## Exercise goal:
Every entry here should be copied exactly.

## Source material:
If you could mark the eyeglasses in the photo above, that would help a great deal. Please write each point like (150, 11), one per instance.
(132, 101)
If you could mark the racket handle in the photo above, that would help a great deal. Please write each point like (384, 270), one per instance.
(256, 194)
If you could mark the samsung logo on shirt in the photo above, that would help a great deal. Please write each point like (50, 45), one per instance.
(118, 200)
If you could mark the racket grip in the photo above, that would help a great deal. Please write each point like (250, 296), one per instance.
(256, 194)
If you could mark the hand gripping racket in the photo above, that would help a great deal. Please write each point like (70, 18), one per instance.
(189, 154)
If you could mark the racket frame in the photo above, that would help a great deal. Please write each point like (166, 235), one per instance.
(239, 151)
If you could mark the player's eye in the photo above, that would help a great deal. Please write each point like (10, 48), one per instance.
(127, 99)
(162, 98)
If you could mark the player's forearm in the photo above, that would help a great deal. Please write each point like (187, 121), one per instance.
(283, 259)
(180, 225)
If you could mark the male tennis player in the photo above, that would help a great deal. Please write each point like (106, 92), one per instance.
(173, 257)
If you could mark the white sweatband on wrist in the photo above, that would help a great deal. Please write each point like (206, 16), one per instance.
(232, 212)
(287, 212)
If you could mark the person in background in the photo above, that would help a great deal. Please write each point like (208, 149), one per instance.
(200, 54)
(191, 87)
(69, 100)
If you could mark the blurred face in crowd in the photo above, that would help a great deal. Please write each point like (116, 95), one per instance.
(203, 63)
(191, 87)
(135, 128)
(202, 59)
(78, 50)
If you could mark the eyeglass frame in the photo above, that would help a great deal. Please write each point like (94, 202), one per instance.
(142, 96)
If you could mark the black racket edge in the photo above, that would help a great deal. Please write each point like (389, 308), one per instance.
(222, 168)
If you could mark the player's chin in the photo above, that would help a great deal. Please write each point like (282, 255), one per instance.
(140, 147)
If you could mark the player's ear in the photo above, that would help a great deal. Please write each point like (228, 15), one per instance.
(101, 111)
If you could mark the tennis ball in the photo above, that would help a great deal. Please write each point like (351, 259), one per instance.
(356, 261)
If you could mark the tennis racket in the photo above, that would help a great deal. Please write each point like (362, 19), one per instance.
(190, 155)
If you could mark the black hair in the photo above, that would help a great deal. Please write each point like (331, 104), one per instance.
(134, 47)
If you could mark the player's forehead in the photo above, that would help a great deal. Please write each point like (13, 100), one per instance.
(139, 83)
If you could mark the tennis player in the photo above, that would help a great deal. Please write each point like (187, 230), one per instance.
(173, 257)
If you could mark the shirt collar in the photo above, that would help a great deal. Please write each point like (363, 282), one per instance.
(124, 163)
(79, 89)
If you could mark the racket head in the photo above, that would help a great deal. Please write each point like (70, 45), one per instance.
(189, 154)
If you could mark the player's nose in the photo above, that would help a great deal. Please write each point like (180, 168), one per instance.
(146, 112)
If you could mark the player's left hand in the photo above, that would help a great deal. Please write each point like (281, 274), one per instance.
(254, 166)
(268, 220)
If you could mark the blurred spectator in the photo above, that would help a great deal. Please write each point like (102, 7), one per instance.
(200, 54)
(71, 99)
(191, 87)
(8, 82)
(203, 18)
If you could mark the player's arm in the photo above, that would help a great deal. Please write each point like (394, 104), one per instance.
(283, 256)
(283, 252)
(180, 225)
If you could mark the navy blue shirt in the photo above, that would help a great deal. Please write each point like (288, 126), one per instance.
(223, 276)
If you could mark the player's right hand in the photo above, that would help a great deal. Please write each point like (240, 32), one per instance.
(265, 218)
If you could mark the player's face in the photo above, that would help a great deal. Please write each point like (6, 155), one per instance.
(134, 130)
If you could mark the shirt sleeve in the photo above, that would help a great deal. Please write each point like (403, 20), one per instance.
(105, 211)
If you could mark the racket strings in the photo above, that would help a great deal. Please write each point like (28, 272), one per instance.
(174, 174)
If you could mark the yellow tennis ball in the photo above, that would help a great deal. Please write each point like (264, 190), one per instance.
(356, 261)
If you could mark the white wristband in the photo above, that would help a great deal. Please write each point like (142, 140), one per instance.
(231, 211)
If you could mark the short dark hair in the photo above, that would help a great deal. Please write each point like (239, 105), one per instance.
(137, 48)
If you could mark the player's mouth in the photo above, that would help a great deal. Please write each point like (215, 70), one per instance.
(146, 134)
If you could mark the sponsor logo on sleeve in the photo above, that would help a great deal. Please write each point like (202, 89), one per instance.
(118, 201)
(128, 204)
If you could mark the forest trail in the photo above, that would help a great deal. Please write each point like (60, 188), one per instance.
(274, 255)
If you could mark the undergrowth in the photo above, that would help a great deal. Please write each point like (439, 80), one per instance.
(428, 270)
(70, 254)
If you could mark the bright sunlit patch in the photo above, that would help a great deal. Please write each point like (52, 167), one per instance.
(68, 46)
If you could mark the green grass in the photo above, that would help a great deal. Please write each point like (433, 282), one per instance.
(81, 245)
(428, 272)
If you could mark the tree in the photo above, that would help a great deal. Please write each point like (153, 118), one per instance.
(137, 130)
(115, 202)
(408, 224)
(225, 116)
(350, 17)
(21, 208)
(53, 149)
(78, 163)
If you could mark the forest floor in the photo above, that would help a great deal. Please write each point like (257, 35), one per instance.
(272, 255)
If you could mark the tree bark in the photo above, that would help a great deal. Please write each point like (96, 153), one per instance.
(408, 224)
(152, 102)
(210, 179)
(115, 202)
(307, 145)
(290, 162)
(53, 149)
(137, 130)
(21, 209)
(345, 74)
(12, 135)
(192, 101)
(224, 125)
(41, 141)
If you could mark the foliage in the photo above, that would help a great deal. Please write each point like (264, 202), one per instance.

## Your solution:
If you could mark the eyeglasses in the photo above, that would help a great deal. Please write each point like (150, 11), one per instance.
(132, 101)
If you could mark the racket handle in the photo above, that would help a great deal. Please write each point like (384, 270), one per instance.
(256, 194)
If you could mark the samsung logo on shirt in the photo above, that would help a great deal. Please write each point like (50, 45), one per instance.
(118, 200)
If you could mark the racket grip in the photo above, that would help a great deal. Please write each point like (250, 296), one per instance.
(256, 194)
If you could mark the hand gripping racket in the photo above, that would help a great deal. Please write each point like (70, 18), one per instance.
(189, 154)
If you could mark the racket frame in the photo above, that would help a great deal. Please write each point like (166, 235), one per instance.
(239, 151)
If you could mark the player's eye in the photo above, that would help a great deal. Please write each point like (10, 48), one per instance.
(127, 99)
(162, 98)
If you could mark the player's forearm in the photo above, that would help a great deal. Please write each point like (187, 121), one per instance.
(283, 259)
(180, 225)
If you could mark the male tennis player in the photo above, that would help a great deal. Please write each point like (106, 92), one per instance.
(173, 257)
If you could mark the white sweatband on wrist in the photo above, that would help a great deal. Please write each point like (206, 16), one per instance.
(232, 212)
(287, 212)
If you could mark the person in background in the photo above, that would help a great deal. Please write each point like (208, 149), one per instance.
(200, 54)
(191, 87)
(69, 100)
If you could mark the blurred face in crowd in the photo above, that would help a great deal. Please write each point like (116, 95), one per instance.
(203, 63)
(191, 87)
(135, 128)
(202, 59)
(78, 50)
If you could mark the eyeglass frame in the photo above, that would help a great deal. Please write each point like (94, 202), one per instance.
(142, 96)
If you could mark the black racket edge in the photo above, that would help a great deal. Please write each point like (389, 308), one per instance.
(222, 168)
If you could mark the player's chin in the photo above, that would help a great deal. Please write each point like (282, 255), one per instance.
(140, 147)
If you could mark the player's ear in the photo above, that would help a great deal. Please write each point like (228, 15), one per instance.
(101, 111)
If you could mark the tennis ball in the photo above, that would help a great deal. Please write each point like (351, 259), one per instance.
(356, 261)
If you could mark the tennis racket in the photo above, that would help a great deal. Please write each point like (362, 19), one per instance.
(190, 155)
If you could mark the black hair in the photo above, that would help a great deal. Please write each point like (331, 104), one per instance.
(134, 47)
If you could mark the player's forehead in the photo above, that would help a great deal. Please write each point like (13, 100), one per instance.
(139, 83)
If you could mark the tennis player in the photo above, that would help a great deal. Please write each point like (187, 230), one per instance.
(173, 257)
If you could mark the shirt collar in the photo above, that would help a great deal. Please write each point like (363, 282), one per instance.
(124, 163)
(79, 89)
If you could mark the racket head in the photo above, that would help a great deal. Please write each point like (70, 45), one per instance.
(189, 154)
If you could mark the player's nose in the photo above, that would help a great deal. Please write each point like (180, 168), one per instance.
(146, 112)
If you could mark the player's left hand in the photo above, that would help a great deal. Please write each point like (281, 274), one per instance.
(254, 166)
(268, 220)
If you could mark the blurred spectator in the photo above, that would help a great deal. Please write each point like (102, 7), one per instance.
(200, 54)
(71, 99)
(191, 87)
(8, 82)
(203, 18)
If you could mark the player's arm in the photo above, that would help a great deal. Please write each point like (394, 104), one per instance.
(283, 256)
(283, 252)
(180, 225)
If you could mark the navy blue shirt in the photo above, that would help a great deal. Please write each point like (288, 126), one per instance.
(223, 276)
If you could mark the player's right hand in the photo above, that would help a great deal. Please write each point like (240, 32), one per instance.
(265, 218)
If you could mark the player's face in the photo above, that would help a great deal. Please write each point like (6, 155), one per instance.
(134, 130)
If you could mark the shirt sleeve in the photo above, that would help a great deal. Please write each point like (403, 20), one per instance.
(105, 211)
If you could mark the racket strings in the photo above, that would help a great deal. Please write each point like (28, 272), one per instance.
(174, 174)
If you could mark the yellow tennis ball in the photo above, that would help a great deal. Please write each point like (264, 190), one per instance.
(356, 261)
If you could mark the white wristband in the photo above, that would help a great deal. Please write each point like (142, 140), one per instance.
(231, 211)
If you could mark the short dark hair in the photo above, that would help a great deal. Please write each point like (239, 105), one per instance.
(137, 48)
If you could mark the player's mouth in the photo above, that would help a great deal. Please write each point like (215, 70), one per instance.
(146, 134)
If you could mark the sponsor logo on sleeve in the photo above, that would help a great deal. Please write each point like (202, 89), one per instance.
(118, 201)
(128, 204)
If you could mark the forest trail in the photo above, that would help a great deal. Please write each point like (60, 188), one per instance.
(274, 255)
If you could mark the undergrowth in the photo above, that would help a great deal. Please write each point like (439, 80), one per instance.
(428, 270)
(70, 254)
If you could mark the bright sunlit patch in the photo above, that would help a great deal. Please write each point like (52, 167), one per instance.
(68, 46)
If you could mark the green grass in the photo above, that would help a great deal. Please write each point like (433, 282), one per instance.
(81, 245)
(428, 272)
If you could mark the tree in the photo above, that would help a great deal. Please write each point like (153, 118), one per instance.
(137, 130)
(115, 202)
(408, 224)
(225, 116)
(350, 17)
(21, 208)
(53, 149)
(78, 163)
If you could mark the forest floor in the photo above, that would help a great deal. Please write each point like (257, 35), one per instance.
(272, 255)
If you could mark the tree bark in the photo above, that would help a great deal. Please write each point like (96, 153), one per instance.
(408, 224)
(152, 102)
(210, 179)
(115, 202)
(307, 145)
(290, 162)
(53, 149)
(137, 130)
(21, 209)
(345, 74)
(12, 135)
(192, 101)
(224, 125)
(41, 141)
If you could mark the foliage in the photo above, that would help a great deal. Please write each point like (264, 202), one per instance.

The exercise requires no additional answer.